Records to process:
+ + + + +

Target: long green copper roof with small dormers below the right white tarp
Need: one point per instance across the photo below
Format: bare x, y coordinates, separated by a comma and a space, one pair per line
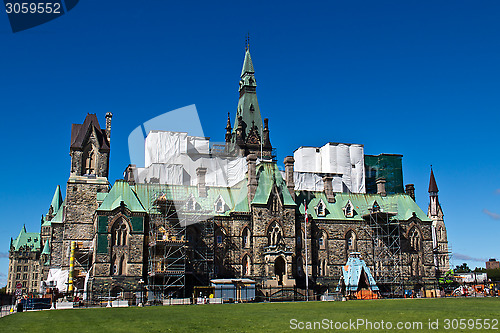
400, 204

+ + + + +

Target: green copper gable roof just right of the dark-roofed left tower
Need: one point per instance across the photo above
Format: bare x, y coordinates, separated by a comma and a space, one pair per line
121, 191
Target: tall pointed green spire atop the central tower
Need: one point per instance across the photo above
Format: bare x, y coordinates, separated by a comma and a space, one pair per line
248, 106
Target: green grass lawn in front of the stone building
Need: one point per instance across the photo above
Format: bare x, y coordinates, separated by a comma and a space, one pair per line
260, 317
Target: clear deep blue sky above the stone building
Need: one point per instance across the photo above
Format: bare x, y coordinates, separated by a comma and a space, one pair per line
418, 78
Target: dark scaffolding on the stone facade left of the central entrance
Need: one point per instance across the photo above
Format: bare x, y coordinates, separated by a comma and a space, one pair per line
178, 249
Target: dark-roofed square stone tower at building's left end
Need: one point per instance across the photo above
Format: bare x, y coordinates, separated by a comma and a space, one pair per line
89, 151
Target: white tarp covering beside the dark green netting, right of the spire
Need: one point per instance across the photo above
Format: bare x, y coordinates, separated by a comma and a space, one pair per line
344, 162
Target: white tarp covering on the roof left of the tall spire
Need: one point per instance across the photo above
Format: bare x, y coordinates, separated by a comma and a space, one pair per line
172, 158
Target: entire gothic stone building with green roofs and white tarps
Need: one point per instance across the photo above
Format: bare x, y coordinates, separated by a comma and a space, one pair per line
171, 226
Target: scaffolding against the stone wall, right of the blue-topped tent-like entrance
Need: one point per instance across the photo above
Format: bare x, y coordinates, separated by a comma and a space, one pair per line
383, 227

+ + + + +

Task requirements: Copy the stretch of the records above that runs from the line with "Target: dark-roofed square" through the line with "Target: white tarp covering on". Both end lines belong in the copy, and nothing else does.

The completed task:
Target: dark-roofed square stone tower at building's left end
Need: one point per instance across the photo above
Format: bare x, y coordinates, separated by a comma and a space, one pair per line
89, 151
Target: white tarp covering beside the dark green netting, right of the spire
Need: one point per instance across the photo above
Format: bare x, y coordinates, separated by a comma and a space, one pair per line
344, 162
Target: white tarp covering on the roof left of the tall spire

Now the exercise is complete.